I think in the future, we are going to talk about AI literacy in the same way we talk about literacy in terms of reading a text or numeric literacy. People need to be able to evaluate AI products that are being sold to them, some of which are snake oil. In the US, particularly, the government often doesn’t have the expertise to evaluate technologies that are being pitched to them. There are many AI products sold by private companies that are not backed by science, like predictive policing tools that claim to identify future criminals. There are a lot of risks and harms in deploying such algorithms in society, and often, the people who are being sold these products do not have the know-how to evaluate them.
How challenging it is to teach AI to someone without higher mathematics or programming knowledge?
Together with Jeremy Howard, our long-term vision for fast.ai is to build tools so that people don’t need to learn how to code. But the technology is not there yet, and for now, people do need to know how to code to build deep learning models. However, everyone should be involved in deciding policy and governance questions around the use of AI in society, regardless of whether they know how to code (and knowledge of the humanities and social sciences is incredibly important in considering these questions). My data ethics course, which talks about bias, disinformation, surveillance and venture capital ecosystem has no prerequisites.
What’s the greatest professional challenge you’ve overcome?
There is a cumulative exhaustion that builds up from years or even decades of dealing with sexism and toxicity. That has been challenging, but I am very happy with where I am now.
What do you consider your greatest achievement?
I am so proud of fast.ai. Back in 2013, I was trying to pivot from mathematics to deep learning and I just found the field to be so cliquish. If you hadn’t gone to grad school and studied under certain professors, it was just so hard to access the knowledge of AI and deep learning. Nobody was writing down the practical knowledge and people were often quite unwelcoming about it. I’m proud of fast.ai because we tried to open it up to a more diverse group and make available the practical things you need to know about writing code.
════════
Work order: Reproduce the interview on AI literacy and fast.ai in full, word for word. The records that follow are not needed for anything here.
════════
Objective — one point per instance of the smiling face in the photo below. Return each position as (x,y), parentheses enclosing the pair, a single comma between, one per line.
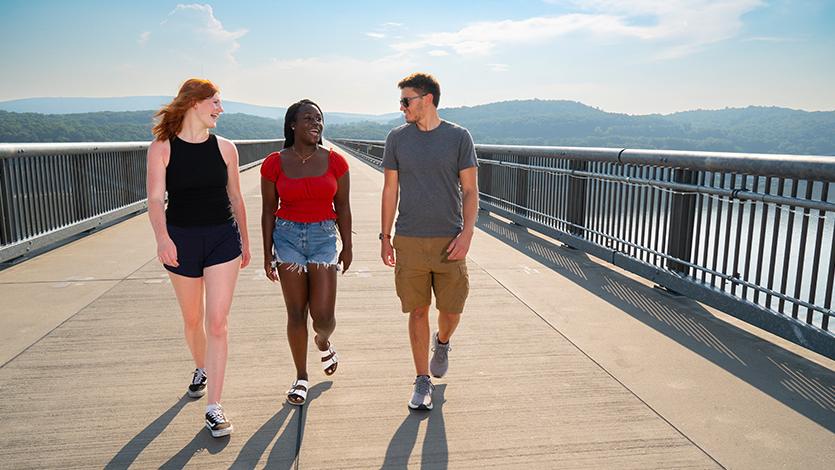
(417,104)
(208,111)
(308,125)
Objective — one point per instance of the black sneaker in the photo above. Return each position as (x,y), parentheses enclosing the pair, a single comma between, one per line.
(217,423)
(198,384)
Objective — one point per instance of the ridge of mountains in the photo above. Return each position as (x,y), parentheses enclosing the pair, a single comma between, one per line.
(754,129)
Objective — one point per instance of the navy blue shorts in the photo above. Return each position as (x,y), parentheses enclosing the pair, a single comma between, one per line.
(201,247)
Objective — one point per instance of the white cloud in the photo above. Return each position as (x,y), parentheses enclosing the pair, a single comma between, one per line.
(679,27)
(313,78)
(773,39)
(196,34)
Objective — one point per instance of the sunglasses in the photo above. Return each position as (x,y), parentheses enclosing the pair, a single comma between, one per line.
(405,101)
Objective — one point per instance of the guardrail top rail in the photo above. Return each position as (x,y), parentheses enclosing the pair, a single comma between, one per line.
(752,234)
(50,192)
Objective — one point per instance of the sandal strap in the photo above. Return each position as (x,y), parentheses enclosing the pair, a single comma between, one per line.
(299,388)
(327,352)
(327,363)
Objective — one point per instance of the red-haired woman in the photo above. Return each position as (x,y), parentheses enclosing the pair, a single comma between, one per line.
(201,236)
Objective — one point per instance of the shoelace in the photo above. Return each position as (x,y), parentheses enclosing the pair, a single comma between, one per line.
(216,415)
(423,386)
(442,350)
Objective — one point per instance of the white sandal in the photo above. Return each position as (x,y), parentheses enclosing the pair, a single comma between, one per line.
(299,389)
(329,359)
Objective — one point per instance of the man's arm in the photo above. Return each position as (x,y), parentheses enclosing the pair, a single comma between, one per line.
(391,190)
(469,198)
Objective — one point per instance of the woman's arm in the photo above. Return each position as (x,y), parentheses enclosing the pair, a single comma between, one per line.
(342,206)
(158,155)
(269,203)
(236,200)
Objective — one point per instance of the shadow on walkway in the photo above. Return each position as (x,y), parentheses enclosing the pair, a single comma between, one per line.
(130,451)
(435,453)
(802,385)
(286,448)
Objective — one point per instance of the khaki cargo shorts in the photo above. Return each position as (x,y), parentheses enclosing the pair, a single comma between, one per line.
(422,267)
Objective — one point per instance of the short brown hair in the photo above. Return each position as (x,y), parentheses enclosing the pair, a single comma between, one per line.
(425,83)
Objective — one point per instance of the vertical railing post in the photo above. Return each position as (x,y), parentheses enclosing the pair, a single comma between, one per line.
(682,223)
(5,204)
(485,177)
(521,196)
(577,199)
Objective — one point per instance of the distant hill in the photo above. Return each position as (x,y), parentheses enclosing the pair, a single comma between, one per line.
(568,123)
(61,105)
(118,127)
(527,122)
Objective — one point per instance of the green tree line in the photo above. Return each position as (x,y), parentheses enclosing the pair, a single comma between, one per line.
(118,127)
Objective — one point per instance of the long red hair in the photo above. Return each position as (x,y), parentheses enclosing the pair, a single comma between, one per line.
(170,117)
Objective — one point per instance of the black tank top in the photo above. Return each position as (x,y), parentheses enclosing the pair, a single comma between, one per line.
(196,182)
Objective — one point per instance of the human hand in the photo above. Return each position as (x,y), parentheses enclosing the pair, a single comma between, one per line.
(460,246)
(246,257)
(167,252)
(270,270)
(345,258)
(387,252)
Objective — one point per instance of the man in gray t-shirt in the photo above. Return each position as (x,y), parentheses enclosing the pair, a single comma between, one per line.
(430,165)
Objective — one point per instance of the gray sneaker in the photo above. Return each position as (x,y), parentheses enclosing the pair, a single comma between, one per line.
(440,358)
(422,396)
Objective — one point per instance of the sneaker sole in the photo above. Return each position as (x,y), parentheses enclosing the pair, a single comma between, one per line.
(220,432)
(421,407)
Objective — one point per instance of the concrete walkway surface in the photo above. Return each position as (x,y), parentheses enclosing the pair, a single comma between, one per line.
(560,361)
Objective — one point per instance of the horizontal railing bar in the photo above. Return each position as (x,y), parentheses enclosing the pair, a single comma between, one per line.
(75,148)
(668,257)
(741,194)
(816,167)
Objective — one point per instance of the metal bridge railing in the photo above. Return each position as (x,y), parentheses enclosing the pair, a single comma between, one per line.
(750,234)
(50,192)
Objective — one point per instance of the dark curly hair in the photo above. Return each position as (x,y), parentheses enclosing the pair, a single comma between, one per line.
(425,83)
(290,119)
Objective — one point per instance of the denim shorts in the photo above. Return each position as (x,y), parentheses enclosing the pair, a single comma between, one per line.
(300,244)
(204,246)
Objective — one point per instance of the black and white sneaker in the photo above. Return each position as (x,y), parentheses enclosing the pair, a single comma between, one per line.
(198,384)
(217,423)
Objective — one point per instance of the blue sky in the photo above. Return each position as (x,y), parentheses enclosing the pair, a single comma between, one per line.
(630,56)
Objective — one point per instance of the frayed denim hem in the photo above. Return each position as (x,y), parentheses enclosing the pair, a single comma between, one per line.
(302,268)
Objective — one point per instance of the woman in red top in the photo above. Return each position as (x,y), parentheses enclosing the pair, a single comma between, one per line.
(304,189)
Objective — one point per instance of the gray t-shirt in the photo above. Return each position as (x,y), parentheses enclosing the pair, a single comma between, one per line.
(427,165)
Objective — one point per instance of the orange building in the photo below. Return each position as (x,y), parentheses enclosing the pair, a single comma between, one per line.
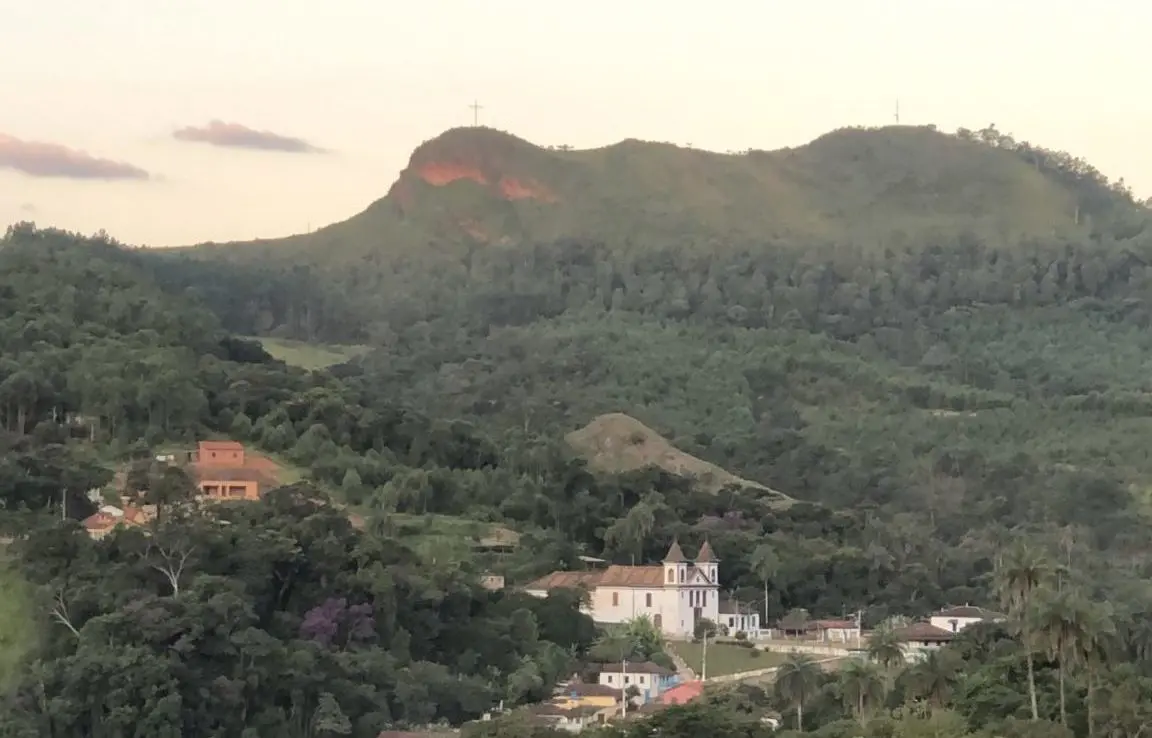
(222,472)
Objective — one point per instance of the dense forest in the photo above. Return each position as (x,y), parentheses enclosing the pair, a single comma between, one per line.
(927,395)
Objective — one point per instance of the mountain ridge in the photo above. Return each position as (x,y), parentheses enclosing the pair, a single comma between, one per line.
(873,188)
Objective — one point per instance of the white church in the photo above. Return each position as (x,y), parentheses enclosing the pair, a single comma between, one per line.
(674,595)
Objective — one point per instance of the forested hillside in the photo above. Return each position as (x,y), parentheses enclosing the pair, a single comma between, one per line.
(939,382)
(934,345)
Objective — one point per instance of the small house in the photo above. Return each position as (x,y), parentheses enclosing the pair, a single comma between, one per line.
(650,679)
(956,618)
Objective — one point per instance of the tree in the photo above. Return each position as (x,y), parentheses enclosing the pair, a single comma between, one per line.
(1062,623)
(797,681)
(885,647)
(765,565)
(934,676)
(862,686)
(1017,577)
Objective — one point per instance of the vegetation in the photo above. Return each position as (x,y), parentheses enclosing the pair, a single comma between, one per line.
(308,356)
(887,355)
(726,657)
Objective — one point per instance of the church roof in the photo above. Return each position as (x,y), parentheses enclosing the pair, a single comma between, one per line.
(675,554)
(615,576)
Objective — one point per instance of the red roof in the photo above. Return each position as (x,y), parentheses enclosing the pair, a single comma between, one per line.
(682,693)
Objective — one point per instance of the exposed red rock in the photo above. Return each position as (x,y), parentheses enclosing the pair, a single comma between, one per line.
(439,174)
(514,189)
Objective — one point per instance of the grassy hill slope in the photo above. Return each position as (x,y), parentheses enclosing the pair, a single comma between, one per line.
(868,187)
(615,442)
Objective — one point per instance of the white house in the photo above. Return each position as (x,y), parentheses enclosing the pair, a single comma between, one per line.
(956,618)
(674,595)
(649,678)
(737,618)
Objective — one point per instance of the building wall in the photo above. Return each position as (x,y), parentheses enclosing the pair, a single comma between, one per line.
(229,489)
(748,622)
(649,685)
(961,623)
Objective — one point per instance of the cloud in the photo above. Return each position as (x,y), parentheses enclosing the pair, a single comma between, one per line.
(39,159)
(236,136)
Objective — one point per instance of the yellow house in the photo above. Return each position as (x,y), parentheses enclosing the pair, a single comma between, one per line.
(580,694)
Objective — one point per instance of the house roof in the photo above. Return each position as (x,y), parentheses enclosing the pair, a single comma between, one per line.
(682,693)
(729,607)
(968,610)
(209,473)
(924,633)
(639,667)
(675,554)
(583,689)
(221,446)
(566,580)
(631,577)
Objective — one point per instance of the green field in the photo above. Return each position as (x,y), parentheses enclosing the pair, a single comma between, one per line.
(309,356)
(17,632)
(726,657)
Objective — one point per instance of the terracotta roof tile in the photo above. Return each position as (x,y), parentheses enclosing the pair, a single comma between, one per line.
(566,580)
(631,577)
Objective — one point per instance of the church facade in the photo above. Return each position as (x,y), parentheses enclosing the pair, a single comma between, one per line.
(674,595)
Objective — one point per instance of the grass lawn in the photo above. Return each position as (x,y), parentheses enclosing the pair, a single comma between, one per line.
(17,632)
(726,657)
(310,356)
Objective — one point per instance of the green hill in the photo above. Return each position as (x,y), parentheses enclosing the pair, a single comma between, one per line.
(883,187)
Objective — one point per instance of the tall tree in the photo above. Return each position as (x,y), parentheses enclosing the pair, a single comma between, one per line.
(1017,577)
(797,681)
(862,685)
(1062,623)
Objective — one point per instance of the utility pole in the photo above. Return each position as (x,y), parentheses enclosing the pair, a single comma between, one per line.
(704,657)
(623,687)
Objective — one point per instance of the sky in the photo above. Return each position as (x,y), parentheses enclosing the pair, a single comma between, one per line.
(172,123)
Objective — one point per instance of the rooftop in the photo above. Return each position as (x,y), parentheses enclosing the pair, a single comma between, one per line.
(924,633)
(639,667)
(968,610)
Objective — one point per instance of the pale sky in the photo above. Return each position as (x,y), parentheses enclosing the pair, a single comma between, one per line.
(366,81)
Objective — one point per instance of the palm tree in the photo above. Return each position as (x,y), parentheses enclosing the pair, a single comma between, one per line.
(1097,647)
(885,647)
(797,679)
(861,685)
(1062,625)
(1017,578)
(933,677)
(765,564)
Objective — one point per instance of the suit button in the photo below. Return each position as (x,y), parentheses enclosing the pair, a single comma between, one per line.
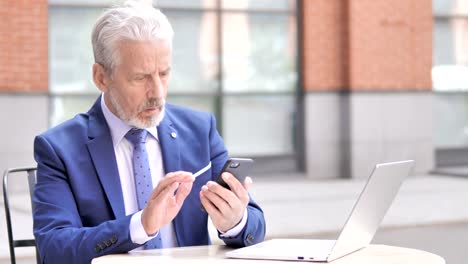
════════
Task result:
I think in the future, we are going to talk about AI literacy in the same way we talk about literacy in terms of reading a text or numeric literacy. People need to be able to evaluate AI products that are being sold to them, some of which are snake oil. In the US, particularly, the government often doesn’t have the expertise to evaluate technologies that are being pitched to them. There are many AI products sold by private companies that are not backed by science, like predictive policing tools that claim to identify future criminals. There are a lot of risks and harms in deploying such algorithms in society, and often, the people who are being sold these products do not have the know-how to evaluate them.
How challenging it is to teach AI to someone without higher mathematics or programming knowledge?
Together with Jeremy Howard, our long-term vision for fast.ai is to build tools so that people don’t need to learn how to code. But the technology is not there yet, and for now, people do need to know how to code to build deep learning models. However, everyone should be involved in deciding policy and governance questions around the use of AI in society, regardless of whether they know how to code (and knowledge of the humanities and social sciences is incredibly important in considering these questions). My data ethics course, which talks about bias, disinformation, surveillance and venture capital ecosystem has no prerequisites.
What’s the greatest professional challenge you’ve overcome?
There is a cumulative exhaustion that builds up from years or even decades of dealing with sexism and toxicity. That has been challenging, but I am very happy with where I am now.
What do you consider your greatest achievement?
I am so proud of fast.ai. Back in 2013, I was trying to pivot from mathematics to deep learning and I just found the field to be so cliquish. If you hadn’t gone to grad school and studied under certain professors, it was just so hard to access the knowledge of AI and deep learning. Nobody was writing down the practical knowledge and people were often quite unwelcoming about it. I’m proud of fast.ai because we tried to open it up to a more diverse group and make available the practical things you need to know about writing code.